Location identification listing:

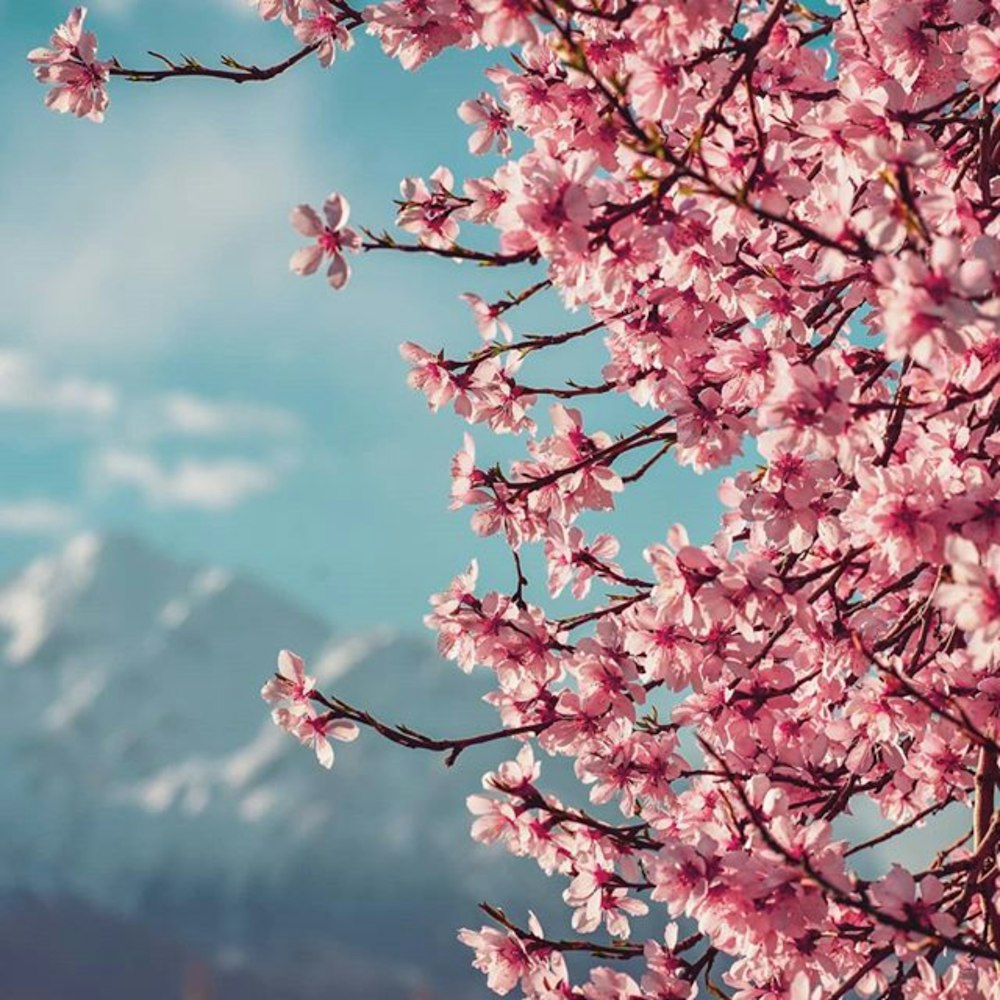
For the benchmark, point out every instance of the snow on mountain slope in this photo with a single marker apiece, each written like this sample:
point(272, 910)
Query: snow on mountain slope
point(142, 774)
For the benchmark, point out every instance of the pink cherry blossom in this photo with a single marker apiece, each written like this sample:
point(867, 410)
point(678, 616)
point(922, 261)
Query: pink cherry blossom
point(78, 79)
point(332, 237)
point(774, 232)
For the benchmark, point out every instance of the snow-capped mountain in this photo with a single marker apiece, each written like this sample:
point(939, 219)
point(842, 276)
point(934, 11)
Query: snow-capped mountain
point(143, 777)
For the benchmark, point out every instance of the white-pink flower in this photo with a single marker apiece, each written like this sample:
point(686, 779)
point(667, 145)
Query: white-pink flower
point(332, 237)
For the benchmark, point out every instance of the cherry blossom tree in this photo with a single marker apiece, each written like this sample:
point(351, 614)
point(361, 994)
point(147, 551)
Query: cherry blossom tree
point(779, 222)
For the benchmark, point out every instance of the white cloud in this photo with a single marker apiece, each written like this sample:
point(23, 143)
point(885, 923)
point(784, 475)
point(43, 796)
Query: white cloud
point(24, 385)
point(215, 485)
point(188, 415)
point(36, 517)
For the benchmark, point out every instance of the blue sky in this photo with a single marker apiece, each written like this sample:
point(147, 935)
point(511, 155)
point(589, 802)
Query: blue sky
point(162, 373)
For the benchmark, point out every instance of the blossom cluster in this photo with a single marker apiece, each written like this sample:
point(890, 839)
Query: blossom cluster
point(779, 226)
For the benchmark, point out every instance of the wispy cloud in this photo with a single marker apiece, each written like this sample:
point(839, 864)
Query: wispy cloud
point(213, 485)
point(26, 385)
point(187, 415)
point(36, 517)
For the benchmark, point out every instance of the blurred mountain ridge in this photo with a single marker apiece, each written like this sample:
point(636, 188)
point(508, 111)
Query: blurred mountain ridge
point(145, 782)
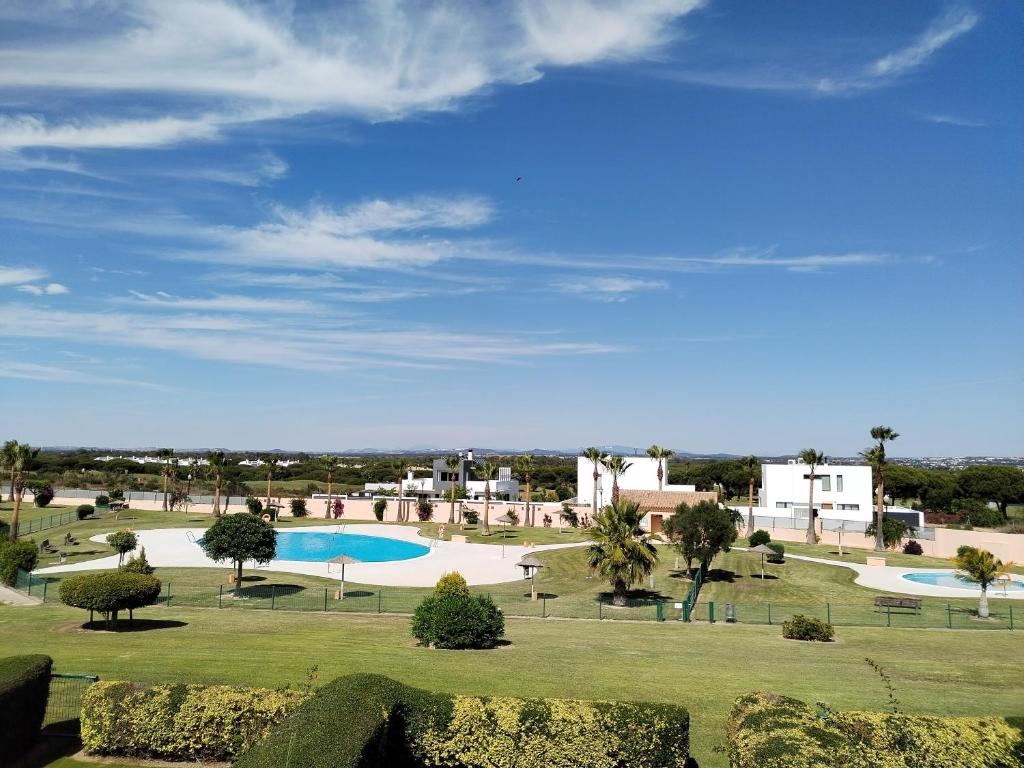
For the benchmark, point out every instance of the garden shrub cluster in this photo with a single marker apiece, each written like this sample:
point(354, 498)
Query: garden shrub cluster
point(25, 685)
point(370, 720)
point(771, 731)
point(807, 628)
point(452, 617)
point(14, 556)
point(180, 722)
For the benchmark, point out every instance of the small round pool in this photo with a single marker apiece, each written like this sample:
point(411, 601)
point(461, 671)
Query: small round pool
point(951, 579)
point(313, 546)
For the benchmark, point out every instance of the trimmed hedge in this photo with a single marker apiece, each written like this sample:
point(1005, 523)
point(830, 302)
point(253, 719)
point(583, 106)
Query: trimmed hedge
point(25, 686)
point(771, 731)
point(180, 722)
point(363, 721)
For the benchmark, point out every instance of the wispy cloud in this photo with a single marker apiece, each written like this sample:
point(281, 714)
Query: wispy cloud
point(241, 62)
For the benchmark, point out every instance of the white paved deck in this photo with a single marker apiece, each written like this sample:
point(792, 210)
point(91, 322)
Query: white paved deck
point(478, 563)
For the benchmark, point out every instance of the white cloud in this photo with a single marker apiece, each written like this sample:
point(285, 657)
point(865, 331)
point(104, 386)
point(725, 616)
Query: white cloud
point(238, 62)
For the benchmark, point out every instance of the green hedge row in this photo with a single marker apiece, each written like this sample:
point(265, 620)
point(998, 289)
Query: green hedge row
point(179, 722)
point(369, 720)
point(25, 687)
point(771, 731)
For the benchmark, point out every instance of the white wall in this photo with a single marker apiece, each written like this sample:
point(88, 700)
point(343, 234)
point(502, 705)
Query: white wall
point(786, 484)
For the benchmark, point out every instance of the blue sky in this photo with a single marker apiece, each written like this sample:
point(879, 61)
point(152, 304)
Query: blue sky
point(714, 225)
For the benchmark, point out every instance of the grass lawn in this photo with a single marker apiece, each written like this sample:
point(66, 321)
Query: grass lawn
point(700, 667)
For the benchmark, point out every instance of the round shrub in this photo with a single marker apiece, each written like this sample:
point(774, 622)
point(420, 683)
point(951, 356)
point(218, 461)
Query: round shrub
point(14, 556)
point(760, 537)
point(807, 628)
point(110, 592)
point(912, 548)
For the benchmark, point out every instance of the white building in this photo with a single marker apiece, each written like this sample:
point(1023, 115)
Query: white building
point(841, 492)
point(641, 475)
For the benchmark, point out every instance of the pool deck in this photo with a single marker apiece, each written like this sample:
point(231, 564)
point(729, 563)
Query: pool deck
point(478, 563)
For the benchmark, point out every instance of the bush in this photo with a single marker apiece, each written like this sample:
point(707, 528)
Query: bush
point(771, 731)
point(759, 537)
point(807, 628)
point(42, 497)
point(452, 617)
point(110, 593)
point(14, 556)
point(25, 685)
point(912, 548)
point(370, 720)
point(180, 722)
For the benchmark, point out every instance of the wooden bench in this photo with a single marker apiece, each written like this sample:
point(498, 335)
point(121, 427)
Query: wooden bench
point(909, 603)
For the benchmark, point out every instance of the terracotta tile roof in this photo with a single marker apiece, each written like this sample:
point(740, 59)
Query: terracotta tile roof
point(667, 501)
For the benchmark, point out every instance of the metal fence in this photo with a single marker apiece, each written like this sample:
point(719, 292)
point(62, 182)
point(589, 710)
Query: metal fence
point(65, 704)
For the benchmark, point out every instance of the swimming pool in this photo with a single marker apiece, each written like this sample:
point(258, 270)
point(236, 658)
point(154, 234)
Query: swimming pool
point(950, 579)
point(312, 546)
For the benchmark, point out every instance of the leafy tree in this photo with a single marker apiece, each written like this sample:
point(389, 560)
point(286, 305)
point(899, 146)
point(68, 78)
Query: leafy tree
point(660, 455)
point(700, 531)
point(240, 538)
point(983, 567)
point(1000, 484)
point(616, 466)
point(811, 458)
point(621, 551)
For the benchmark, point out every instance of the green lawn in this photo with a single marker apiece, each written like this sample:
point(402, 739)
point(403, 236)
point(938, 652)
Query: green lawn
point(700, 667)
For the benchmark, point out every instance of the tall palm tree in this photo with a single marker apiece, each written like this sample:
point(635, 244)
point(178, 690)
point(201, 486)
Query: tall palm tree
point(981, 566)
point(166, 469)
point(751, 466)
point(330, 465)
point(881, 435)
point(524, 467)
point(659, 455)
point(7, 460)
point(595, 457)
point(454, 463)
point(622, 551)
point(216, 463)
point(486, 472)
point(22, 458)
point(812, 459)
point(616, 466)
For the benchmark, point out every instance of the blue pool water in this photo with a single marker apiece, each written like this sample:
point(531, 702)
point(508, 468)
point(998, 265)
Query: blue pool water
point(321, 547)
point(949, 579)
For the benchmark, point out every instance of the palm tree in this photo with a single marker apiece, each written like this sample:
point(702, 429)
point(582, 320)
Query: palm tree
point(811, 458)
point(215, 466)
point(487, 472)
point(751, 466)
point(622, 551)
point(524, 466)
point(166, 469)
point(881, 435)
point(454, 463)
point(7, 461)
point(595, 457)
point(22, 458)
point(660, 455)
point(982, 566)
point(616, 465)
point(330, 465)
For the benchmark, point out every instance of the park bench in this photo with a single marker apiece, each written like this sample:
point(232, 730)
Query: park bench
point(907, 603)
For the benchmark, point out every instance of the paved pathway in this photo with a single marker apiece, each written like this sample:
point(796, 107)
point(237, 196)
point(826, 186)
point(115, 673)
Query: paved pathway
point(478, 563)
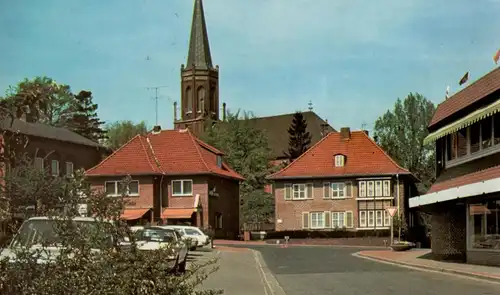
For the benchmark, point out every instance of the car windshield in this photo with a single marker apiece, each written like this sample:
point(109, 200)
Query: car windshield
point(192, 232)
point(44, 232)
point(155, 235)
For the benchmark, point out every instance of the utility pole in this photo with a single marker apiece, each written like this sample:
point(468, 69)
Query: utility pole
point(156, 97)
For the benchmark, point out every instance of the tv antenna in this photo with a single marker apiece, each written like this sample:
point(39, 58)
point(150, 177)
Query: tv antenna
point(156, 97)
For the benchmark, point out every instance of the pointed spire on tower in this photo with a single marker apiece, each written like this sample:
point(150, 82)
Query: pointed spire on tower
point(199, 49)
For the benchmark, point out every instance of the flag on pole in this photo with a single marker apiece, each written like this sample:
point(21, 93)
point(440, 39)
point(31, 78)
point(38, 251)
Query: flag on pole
point(464, 79)
point(496, 57)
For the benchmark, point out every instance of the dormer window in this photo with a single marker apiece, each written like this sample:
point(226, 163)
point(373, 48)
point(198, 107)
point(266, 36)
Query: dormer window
point(339, 160)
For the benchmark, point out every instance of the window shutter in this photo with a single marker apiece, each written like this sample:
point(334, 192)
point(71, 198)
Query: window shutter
point(349, 219)
point(305, 220)
point(326, 190)
point(288, 191)
point(310, 191)
point(348, 189)
point(387, 188)
point(328, 220)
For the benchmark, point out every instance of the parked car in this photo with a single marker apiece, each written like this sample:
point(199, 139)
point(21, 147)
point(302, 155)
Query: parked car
point(197, 237)
point(38, 232)
point(154, 237)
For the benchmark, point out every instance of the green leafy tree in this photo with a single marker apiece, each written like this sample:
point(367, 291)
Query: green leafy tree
point(92, 257)
point(401, 134)
point(84, 119)
point(40, 100)
point(300, 138)
point(120, 132)
point(247, 152)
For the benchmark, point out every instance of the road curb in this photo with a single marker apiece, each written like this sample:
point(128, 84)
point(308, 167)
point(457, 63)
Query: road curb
point(267, 276)
point(468, 275)
point(301, 245)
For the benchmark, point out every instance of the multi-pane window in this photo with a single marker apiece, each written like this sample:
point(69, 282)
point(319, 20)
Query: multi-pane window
point(39, 163)
point(54, 167)
point(371, 218)
point(338, 190)
point(339, 160)
point(182, 187)
point(370, 189)
point(299, 191)
point(317, 220)
point(69, 169)
point(338, 219)
point(379, 220)
point(114, 188)
point(327, 220)
point(378, 188)
point(374, 218)
point(362, 218)
point(362, 189)
point(387, 188)
point(387, 218)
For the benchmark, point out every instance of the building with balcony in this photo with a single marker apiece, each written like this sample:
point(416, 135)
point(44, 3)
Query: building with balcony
point(465, 199)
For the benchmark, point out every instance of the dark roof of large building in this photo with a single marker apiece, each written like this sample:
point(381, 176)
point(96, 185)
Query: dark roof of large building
point(46, 131)
point(199, 48)
point(363, 157)
point(276, 129)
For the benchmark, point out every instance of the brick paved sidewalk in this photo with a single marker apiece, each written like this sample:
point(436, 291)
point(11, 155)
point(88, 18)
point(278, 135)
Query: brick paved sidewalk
point(411, 258)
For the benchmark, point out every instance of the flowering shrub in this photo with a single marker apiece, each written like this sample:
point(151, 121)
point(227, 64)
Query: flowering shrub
point(63, 253)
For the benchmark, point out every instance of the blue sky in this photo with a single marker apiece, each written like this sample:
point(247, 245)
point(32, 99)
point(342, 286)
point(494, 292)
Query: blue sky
point(352, 59)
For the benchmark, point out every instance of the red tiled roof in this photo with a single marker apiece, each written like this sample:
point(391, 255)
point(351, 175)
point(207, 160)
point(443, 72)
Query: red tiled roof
point(486, 85)
point(134, 156)
point(363, 157)
point(478, 176)
point(169, 151)
point(171, 213)
point(134, 213)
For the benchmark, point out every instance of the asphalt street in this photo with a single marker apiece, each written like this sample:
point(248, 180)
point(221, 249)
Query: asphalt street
point(326, 270)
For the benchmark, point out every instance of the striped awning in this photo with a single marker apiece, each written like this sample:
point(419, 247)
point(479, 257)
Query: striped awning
point(468, 120)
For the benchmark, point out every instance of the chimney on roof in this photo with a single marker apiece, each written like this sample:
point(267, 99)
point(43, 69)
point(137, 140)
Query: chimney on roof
point(156, 129)
point(175, 111)
point(223, 111)
point(345, 133)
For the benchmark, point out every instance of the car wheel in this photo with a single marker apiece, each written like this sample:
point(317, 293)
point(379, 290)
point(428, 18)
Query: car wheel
point(181, 268)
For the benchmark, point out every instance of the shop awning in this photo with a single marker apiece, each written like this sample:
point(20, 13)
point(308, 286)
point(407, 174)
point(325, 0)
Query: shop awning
point(131, 214)
point(468, 120)
point(177, 213)
point(478, 210)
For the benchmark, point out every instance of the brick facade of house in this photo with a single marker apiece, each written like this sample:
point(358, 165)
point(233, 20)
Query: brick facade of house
point(164, 161)
point(345, 181)
point(290, 212)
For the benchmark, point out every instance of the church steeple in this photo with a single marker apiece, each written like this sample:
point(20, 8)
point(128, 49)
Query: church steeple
point(199, 79)
point(199, 48)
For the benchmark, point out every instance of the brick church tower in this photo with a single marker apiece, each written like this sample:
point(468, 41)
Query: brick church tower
point(199, 80)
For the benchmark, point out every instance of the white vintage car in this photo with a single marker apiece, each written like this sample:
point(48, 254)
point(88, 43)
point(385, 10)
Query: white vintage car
point(154, 237)
point(195, 235)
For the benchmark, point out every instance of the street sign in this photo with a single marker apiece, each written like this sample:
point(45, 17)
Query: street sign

> _Brief_
From the start of the listing above through the line holding "point(142, 774)", inclusive, reproduce every line, requests included, and omit the pictures. Multiply each point coordinate in the answers (not those in the requests or their format samples) by 2.15, rounding to whole numbers with halves going up.

> _Complete answer_
For the benchmark, point out every instance of the snow on mountain slope in this photo with a single marker apiece, each written like this sample:
point(272, 910)
Query: snow on mountain slope
point(305, 1664)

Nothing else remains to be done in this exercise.